Region pointing data:
☆ ☆ ☆ ☆ ☆ ☆ ☆

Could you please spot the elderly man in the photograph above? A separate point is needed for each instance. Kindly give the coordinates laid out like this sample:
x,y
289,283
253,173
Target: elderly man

☆ ☆ ☆ ☆ ☆ ☆ ☆

* [What you will do]: Copy each line of the data above without altering a single character.

* [Exercise result]:
Could you please spot the elderly man in the photograph above? A separate point is needed for each instance. Kindly give the coordinates laid out like this sample:
x,y
289,283
253,173
Target: elderly man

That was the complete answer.